> **Text block**
##########

Collateral Benefits – Issues Paper

The Takeovers Panel invites comment on the following policy issues which are under consideration regarding collateral benefits in takeovers transactions.

Legislative Policy

  1. In performing its functions under the Corporations Act 20011, the Panel is required to have regard to the purposes and provisions of Chapter 6 of the Act. Among the purposes of Chapter 6 are to ensure that:
    1. an acquisition of control over voting shares in a company2 takes place in an efficient, competitive and informed market; and
    2. so far as practicable, all holders of shares in a class have reasonable and equal opportunities to participate in benefits received by any holder of shares in that class under any proposal by a person to acquire a substantial interest in the relevant company.3
  2. Section 623 is an important support of these policies. It has two elements: it prohibits a bidder (or associate) from:
    1. giving (or offering or agreeing to give) a shareholder (or associate) a benefit not provided for under the bid;

    if

    1. the benefit is likely to induce the shareholder to accept the relevant bid or otherwise dispose of bid class securities.4
  3. Given that section 623 is limited to benefits offered or given during an offer period, this paper does not deal with collateral benefit issues about transactions before a bid, for example, pre-bid acceptance agreements, option agreements and share acquisition agreements5.

Unacceptable Circumstances

  1. In any case in which it is alleged that a collateral benefit was given in relation to a bid, whether the Panel should make a declaration or order depends on whether it finds that the bid is affected by unacceptable circumstances. The Act does not define this concept, but directs the Panel to determine whether circumstances are unacceptable, having regard to their effect on substantial acquisitions in, and control of, companies, to breaches of the takeovers code and to the objects and provisions of the takeovers code.
  2. In general, the Panel is likely to treat as unacceptable a breach (or avoidance) of section 623, or of a related provision such as section 619, 621, 622 or 651A. Unacceptable circumstances may exist without a breach of any of those provisions.
  3. In a simple case, it would be unacceptable for a bidder to induce a shareholder to accept its bid by giving the holder something of value, in addition to the price which it offered to all shareholders under the bid, and which is all that the other holders will receive, if they accept. If it finds that such a dealing has occurred, the Panel is likely to declare that unacceptable circumstances exist and set aside the dealing, the acceptance or both. This happened in Skywest 046, where the Panel found that a bidder had offered to acquire options from some holders of bid class shares to induce them to accept offers under its bid.
  4. For brevity, in the questions in this paper, it is assumed that the side dealing takes the form of the sale of an asset of the target to the holder of a material parcel of shares, who is referred to as “the shareholder” or “the relevant shareholder”. Broadly similar issues arise where it is proposed that:
    1. the bidder sell an asset to the shareholder;
    2. the shareholder sell an asset to the bidder or target;
    3. a loan be made, repaid or guaranteed; or
    4. a licence, joint venture or other ongoing business relationship be entered into, varied, continued or terminated.

##########

> **Stored records**

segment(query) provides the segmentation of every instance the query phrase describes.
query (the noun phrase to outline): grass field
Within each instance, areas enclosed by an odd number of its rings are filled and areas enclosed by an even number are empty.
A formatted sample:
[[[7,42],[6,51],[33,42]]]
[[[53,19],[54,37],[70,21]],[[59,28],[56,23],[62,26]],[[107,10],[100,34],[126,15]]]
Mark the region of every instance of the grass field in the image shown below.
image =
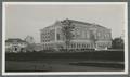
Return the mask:
[[[119,72],[122,67],[99,65],[75,65],[76,60],[6,61],[6,72]],[[88,61],[89,63],[89,61]],[[96,62],[95,62],[96,63]],[[93,63],[93,64],[95,64]],[[102,63],[104,65],[104,63]],[[115,63],[116,64],[116,63]],[[118,63],[117,63],[118,65]]]
[[[120,72],[123,52],[8,53],[6,72]]]

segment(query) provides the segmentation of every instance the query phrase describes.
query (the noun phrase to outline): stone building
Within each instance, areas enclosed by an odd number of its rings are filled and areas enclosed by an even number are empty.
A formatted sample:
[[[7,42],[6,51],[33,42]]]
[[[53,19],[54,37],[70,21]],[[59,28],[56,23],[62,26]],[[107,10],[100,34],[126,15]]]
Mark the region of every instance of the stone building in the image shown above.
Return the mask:
[[[6,53],[26,52],[26,47],[27,47],[26,41],[18,39],[18,38],[5,40],[5,52]]]
[[[112,47],[112,30],[98,24],[67,20],[75,25],[73,40],[68,49],[107,49]],[[54,24],[40,30],[42,50],[65,49],[64,37],[61,33],[61,23]]]

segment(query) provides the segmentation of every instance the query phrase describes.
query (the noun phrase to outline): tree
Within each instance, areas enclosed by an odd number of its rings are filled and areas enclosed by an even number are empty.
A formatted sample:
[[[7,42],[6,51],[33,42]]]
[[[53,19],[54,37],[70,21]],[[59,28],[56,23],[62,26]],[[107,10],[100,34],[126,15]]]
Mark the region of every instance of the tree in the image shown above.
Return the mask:
[[[62,23],[62,34],[65,41],[66,51],[68,50],[68,47],[70,44],[70,41],[73,40],[73,29],[75,28],[75,25],[69,20],[64,20]]]
[[[121,38],[115,38],[112,41],[112,48],[113,49],[123,49],[123,40]]]
[[[90,39],[93,41],[94,49],[96,48],[96,38],[93,30],[90,30]]]

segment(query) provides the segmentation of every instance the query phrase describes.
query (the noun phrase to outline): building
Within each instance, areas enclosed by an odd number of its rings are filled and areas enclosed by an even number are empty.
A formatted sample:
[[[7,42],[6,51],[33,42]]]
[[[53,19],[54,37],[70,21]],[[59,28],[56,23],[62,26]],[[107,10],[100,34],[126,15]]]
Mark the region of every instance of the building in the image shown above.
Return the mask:
[[[84,23],[74,20],[64,20],[75,25],[73,40],[68,49],[107,49],[112,47],[112,30],[98,24]],[[40,30],[43,50],[65,49],[64,36],[62,35],[62,21]]]
[[[25,38],[25,41],[26,41],[27,43],[29,43],[29,44],[35,43],[34,37],[31,37],[31,36],[27,36],[27,37]]]
[[[27,47],[27,42],[18,38],[5,40],[5,52],[6,53],[26,52],[26,47]]]

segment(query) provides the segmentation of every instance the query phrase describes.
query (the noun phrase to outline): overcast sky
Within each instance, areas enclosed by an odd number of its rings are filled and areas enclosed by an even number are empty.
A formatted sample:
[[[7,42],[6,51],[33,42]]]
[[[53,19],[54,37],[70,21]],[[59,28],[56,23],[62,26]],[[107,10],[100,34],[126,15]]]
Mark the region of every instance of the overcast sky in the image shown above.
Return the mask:
[[[5,38],[32,36],[40,42],[40,29],[65,18],[95,23],[112,29],[113,38],[123,30],[123,5],[5,5]]]

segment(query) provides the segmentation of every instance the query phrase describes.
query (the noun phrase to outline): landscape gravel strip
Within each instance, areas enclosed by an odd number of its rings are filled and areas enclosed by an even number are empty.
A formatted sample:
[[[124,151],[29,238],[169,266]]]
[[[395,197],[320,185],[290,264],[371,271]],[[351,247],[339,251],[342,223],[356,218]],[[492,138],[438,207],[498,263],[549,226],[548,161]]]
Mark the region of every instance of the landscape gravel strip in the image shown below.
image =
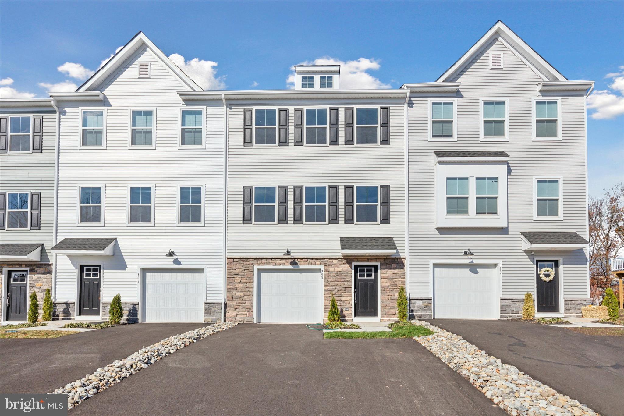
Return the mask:
[[[52,393],[67,394],[67,409],[71,409],[178,349],[235,325],[236,323],[233,322],[214,324],[169,337],[160,342],[144,347],[123,359],[115,360],[111,364],[97,369],[92,374],[87,374]]]
[[[459,335],[429,322],[412,321],[434,331],[414,339],[467,379],[495,404],[514,416],[581,416],[596,415],[568,396],[534,380],[514,365],[479,349]]]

##########

> **Requirements**
[1] Reproduce the portion of the collateral benefits paper from "1. In any case" up to and including "of those provisions.".
[2] Pick up the collateral benefits paper at the point where it stops and carry its text forward.

> **Final results**
[1]
1. In any case in which it is alleged that a collateral benefit was given in relation to a bid, whether the Panel should make a declaration or order depends on whether it finds that the bid is affected by unacceptable circumstances. The Act does not define this concept, but directs the Panel to determine whether circumstances are unacceptable, having regard to their effect on substantial acquisitions in, and control of, companies, to breaches of the takeovers code and to the objects and provisions of the takeovers code.
  2. In general, the Panel is likely to treat as unacceptable a breach (or avoidance) of section 623, or of a related provision such as section 619, 621, 622 or 651A. Unacceptable circumstances may exist without a breach of any of those provisions.

[2]
    If any of those proposals raises special problems which we should take into account, please mention them.

  5. The Panel notes that prevention of unacceptable circumstances is always preferable to attempting to cure them after the event. On that basis, where they are unsure whether or not a proposed transaction would breach section 623, or cause unacceptable circumstances, bidders and their associates are always well advised to consider consulting ASIC for its consent to an exemption or modification of section 623, prior to the transaction or commencing the takeover bid.
  6. ASIC has published a policy statement on collateral benefits. At PS 35.17-18 ASIC indicates the kinds of circumstances where it would be minded to give relief (i.e. pre-existing rights, necessary to allow a bid to proceed, and benefits received by parties other than in their capacity as shareholders).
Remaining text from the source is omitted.